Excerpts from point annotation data
════════════════

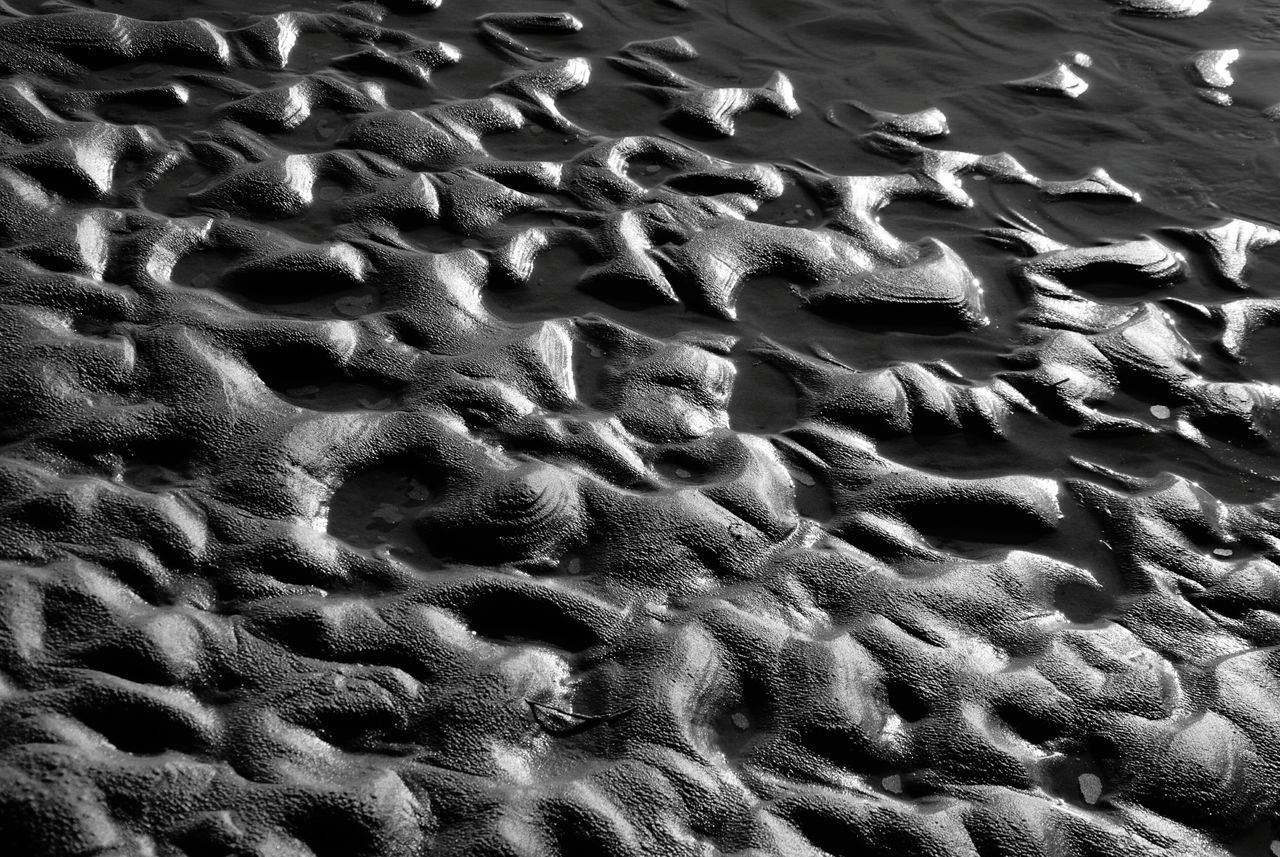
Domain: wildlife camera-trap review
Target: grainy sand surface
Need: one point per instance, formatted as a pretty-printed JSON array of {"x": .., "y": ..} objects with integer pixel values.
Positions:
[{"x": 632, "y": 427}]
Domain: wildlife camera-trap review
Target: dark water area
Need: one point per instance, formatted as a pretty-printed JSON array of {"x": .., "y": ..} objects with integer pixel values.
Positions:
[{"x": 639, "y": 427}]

════════════════

**Aim**
Pull out every line of the rows above word for word, leaving the pictures out of your answer.

**Solution**
Domain: wildlife camera-trap review
Target: grainy sand surface
Need: one point per instance, formatted as a pretty-printed JSON array of {"x": .., "y": ..} objects with integer pixel values.
Positions:
[{"x": 632, "y": 427}]
Domain: wildlife camera-trap review
Target: dark water area
Need: one point per instance, formatted as a pretty-printed JSON array of {"x": .., "y": ..} objects with integer pixel values.
Positions:
[{"x": 639, "y": 427}]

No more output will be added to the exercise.